→ Goal: Return nothing but the lines from the line containing "Point on each instance of the man" through the last line of the records, reproduced exactly.

(Object pointing dataset rows)
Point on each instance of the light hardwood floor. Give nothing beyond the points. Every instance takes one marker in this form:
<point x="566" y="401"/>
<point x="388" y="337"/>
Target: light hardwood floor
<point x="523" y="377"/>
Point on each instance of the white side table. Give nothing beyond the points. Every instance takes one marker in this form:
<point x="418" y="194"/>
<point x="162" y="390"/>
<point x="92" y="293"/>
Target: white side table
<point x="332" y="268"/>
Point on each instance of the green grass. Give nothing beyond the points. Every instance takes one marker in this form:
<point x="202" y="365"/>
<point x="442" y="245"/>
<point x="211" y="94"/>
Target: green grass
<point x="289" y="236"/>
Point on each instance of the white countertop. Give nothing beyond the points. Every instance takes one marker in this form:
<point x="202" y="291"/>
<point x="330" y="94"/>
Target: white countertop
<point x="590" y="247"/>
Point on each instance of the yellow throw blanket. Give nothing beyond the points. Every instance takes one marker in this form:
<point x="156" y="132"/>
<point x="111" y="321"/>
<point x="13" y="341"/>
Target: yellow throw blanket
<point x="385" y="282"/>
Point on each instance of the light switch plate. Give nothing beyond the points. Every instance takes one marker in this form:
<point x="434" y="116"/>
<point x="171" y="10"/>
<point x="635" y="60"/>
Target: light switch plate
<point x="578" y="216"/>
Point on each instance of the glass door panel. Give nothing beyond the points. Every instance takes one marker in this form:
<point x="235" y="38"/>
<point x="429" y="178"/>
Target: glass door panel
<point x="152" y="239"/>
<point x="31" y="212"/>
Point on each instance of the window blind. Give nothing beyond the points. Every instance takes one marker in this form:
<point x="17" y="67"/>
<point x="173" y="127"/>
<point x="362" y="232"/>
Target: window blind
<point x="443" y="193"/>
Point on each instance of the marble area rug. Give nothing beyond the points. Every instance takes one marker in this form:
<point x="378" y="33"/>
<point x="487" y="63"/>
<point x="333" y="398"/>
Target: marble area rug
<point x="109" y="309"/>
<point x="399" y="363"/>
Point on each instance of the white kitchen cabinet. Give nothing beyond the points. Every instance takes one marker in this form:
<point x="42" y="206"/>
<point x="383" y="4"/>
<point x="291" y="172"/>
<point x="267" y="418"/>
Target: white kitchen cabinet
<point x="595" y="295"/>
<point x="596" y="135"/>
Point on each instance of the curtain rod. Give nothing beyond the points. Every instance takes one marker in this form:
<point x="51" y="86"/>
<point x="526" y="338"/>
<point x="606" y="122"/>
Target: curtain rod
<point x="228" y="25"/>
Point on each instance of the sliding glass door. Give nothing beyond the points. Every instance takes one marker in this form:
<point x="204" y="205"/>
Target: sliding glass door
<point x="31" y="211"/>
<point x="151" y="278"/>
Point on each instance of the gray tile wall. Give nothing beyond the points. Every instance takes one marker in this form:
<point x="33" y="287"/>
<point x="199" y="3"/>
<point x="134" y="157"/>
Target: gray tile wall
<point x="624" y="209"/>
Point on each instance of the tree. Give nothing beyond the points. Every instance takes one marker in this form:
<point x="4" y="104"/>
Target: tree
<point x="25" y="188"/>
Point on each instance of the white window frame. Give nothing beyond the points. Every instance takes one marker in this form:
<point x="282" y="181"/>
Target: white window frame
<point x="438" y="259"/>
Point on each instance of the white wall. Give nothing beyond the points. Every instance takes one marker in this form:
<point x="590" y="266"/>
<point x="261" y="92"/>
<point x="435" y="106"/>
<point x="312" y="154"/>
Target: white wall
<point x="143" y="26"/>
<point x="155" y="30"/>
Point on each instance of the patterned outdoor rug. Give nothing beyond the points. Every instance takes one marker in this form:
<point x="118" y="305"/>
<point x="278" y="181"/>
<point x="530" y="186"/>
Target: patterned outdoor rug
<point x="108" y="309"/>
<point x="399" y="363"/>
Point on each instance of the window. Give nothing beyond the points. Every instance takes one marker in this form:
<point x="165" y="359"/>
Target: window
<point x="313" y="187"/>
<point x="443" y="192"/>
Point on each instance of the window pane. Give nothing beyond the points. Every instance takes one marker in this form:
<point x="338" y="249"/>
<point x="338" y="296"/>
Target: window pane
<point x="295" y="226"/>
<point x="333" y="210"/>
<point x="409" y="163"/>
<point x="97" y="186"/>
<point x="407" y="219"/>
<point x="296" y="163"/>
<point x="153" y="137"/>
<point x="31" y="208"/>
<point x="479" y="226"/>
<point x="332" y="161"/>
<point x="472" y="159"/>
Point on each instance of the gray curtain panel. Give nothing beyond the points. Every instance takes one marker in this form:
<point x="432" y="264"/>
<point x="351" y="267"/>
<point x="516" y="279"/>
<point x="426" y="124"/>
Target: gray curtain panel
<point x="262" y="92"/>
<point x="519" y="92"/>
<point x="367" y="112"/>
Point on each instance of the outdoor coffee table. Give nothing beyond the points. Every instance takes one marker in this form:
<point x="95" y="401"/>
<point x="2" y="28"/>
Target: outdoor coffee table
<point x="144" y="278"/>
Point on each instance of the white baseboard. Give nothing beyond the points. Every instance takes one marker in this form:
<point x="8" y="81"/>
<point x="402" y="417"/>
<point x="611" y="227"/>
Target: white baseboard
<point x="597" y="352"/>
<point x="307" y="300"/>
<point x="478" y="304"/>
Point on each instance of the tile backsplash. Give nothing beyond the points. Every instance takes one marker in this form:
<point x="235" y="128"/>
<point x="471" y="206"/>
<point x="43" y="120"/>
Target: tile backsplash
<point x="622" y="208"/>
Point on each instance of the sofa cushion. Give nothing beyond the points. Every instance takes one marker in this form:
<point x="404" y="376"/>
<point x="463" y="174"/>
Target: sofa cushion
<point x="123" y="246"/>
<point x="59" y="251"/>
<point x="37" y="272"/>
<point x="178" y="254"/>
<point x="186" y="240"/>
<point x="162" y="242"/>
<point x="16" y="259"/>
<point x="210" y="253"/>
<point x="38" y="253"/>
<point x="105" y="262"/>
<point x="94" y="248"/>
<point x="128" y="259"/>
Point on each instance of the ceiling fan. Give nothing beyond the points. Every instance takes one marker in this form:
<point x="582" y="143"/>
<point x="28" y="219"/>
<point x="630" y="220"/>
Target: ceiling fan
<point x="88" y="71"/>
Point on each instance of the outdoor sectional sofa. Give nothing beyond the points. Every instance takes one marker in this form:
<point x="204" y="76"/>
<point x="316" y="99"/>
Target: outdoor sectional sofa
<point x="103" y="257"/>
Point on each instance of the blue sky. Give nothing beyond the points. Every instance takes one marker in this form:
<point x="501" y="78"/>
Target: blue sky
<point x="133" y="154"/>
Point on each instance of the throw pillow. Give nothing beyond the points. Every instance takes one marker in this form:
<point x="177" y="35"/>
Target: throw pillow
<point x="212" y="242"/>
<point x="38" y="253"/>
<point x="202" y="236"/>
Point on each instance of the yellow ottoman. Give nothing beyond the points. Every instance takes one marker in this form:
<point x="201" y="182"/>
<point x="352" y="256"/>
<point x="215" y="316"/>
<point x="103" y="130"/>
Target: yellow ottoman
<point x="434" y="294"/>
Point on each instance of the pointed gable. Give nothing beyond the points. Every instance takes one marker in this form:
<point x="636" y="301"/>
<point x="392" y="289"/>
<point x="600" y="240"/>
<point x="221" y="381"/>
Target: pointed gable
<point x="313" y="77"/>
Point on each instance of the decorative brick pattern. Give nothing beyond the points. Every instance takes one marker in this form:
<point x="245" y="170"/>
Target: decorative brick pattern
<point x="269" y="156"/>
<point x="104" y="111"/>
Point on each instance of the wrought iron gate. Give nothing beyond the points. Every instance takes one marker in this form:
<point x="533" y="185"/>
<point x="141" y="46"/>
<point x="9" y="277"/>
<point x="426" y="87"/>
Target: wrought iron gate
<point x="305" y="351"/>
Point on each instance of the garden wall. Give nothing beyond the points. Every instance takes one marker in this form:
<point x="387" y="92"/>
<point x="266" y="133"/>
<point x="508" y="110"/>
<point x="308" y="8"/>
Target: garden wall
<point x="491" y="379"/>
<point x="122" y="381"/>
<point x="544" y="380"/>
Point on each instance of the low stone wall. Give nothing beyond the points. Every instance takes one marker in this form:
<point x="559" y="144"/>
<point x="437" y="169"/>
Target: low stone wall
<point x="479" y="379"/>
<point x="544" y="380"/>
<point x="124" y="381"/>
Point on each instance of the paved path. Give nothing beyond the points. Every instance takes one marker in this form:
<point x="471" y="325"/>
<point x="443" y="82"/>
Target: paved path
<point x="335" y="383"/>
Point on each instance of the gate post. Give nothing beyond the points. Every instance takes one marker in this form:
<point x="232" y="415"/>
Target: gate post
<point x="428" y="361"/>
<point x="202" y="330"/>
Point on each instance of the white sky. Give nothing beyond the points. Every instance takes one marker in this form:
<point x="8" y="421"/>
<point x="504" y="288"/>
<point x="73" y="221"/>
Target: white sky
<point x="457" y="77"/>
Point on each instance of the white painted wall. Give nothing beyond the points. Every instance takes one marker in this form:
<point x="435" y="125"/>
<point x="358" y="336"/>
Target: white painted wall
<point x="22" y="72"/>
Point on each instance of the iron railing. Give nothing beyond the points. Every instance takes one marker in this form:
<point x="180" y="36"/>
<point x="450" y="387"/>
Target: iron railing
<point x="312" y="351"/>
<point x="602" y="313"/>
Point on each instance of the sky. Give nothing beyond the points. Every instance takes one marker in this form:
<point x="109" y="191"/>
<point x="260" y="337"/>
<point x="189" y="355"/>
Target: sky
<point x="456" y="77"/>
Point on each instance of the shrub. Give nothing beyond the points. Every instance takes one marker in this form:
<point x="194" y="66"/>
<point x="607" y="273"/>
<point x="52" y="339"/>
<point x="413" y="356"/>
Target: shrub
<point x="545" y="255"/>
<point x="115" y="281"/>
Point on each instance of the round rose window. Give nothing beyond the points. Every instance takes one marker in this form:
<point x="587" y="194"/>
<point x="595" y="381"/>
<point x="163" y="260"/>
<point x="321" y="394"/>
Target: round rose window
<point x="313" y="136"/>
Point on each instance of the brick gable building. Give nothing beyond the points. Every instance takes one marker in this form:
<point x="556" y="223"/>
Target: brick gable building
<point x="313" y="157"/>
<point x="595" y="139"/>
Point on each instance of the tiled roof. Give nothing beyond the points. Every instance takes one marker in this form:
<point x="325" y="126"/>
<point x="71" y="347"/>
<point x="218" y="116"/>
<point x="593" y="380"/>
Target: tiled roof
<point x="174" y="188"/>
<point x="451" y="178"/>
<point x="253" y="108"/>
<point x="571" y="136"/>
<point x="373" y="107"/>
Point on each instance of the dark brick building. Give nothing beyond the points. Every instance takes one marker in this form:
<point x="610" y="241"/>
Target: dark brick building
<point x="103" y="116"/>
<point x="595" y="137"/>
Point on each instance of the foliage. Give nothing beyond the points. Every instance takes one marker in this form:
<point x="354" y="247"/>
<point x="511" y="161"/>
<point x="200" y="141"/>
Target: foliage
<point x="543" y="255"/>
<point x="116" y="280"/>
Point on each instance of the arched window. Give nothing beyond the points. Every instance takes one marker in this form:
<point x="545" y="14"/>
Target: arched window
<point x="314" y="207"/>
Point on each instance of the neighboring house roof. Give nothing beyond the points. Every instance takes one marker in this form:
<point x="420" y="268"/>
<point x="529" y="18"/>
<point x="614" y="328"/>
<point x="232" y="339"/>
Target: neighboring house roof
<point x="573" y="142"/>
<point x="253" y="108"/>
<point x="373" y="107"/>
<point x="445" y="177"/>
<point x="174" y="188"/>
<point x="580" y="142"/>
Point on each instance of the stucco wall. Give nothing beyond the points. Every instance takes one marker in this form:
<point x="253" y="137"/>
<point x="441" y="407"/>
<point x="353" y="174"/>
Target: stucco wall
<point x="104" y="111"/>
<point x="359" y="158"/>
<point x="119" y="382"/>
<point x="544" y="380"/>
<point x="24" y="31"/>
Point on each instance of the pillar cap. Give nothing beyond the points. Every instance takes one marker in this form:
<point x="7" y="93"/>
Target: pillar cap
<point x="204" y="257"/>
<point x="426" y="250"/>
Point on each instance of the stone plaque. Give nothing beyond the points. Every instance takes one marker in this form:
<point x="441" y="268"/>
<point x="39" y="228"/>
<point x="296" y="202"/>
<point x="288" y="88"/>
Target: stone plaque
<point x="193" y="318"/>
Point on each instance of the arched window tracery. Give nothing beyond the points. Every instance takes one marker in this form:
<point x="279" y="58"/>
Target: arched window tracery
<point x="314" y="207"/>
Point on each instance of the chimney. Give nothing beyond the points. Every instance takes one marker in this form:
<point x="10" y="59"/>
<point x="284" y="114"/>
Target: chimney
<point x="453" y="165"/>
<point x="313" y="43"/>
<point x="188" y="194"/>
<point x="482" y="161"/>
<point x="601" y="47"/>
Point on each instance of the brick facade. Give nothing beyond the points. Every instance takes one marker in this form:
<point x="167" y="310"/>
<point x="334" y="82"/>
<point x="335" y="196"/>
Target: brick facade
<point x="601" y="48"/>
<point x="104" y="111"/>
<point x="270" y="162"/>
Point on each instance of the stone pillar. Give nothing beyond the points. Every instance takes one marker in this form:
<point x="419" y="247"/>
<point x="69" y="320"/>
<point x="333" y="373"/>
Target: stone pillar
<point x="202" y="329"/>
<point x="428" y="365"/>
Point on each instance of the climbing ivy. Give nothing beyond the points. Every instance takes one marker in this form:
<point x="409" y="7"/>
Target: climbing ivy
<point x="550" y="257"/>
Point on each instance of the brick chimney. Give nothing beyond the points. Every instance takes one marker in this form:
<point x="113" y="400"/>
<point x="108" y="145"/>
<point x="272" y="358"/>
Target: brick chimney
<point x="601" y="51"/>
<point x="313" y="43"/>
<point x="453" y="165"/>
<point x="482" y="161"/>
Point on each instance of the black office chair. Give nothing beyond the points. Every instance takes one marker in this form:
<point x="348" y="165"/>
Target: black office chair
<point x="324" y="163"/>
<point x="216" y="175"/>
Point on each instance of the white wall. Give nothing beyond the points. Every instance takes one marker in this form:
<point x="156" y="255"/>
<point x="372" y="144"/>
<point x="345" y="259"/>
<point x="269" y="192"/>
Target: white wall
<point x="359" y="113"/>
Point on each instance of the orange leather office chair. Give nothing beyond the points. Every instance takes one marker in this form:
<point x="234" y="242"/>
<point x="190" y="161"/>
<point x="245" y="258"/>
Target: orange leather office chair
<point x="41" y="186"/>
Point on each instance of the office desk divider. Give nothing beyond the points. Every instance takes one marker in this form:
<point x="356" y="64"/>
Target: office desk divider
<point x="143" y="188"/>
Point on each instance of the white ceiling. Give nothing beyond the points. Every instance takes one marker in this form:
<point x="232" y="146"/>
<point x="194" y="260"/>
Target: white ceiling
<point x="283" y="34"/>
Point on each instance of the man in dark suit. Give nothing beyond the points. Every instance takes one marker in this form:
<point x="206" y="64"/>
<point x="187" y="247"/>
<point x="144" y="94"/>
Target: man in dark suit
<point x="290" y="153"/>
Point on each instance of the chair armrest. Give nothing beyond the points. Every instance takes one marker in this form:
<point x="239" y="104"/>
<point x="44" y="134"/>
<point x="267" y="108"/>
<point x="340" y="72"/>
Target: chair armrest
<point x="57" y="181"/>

→ Task solution:
Point on each instance of the man in dark suit. Give nothing beyond the points. Every instance takes one marker in this form:
<point x="206" y="64"/>
<point x="187" y="247"/>
<point x="144" y="94"/>
Target: man in dark suit
<point x="290" y="153"/>
Point on each instance of the chair armrest. Give nothing beyond the points. Every instance takes one marker in this form:
<point x="239" y="104"/>
<point x="44" y="134"/>
<point x="267" y="108"/>
<point x="340" y="72"/>
Target: chair armrest
<point x="57" y="181"/>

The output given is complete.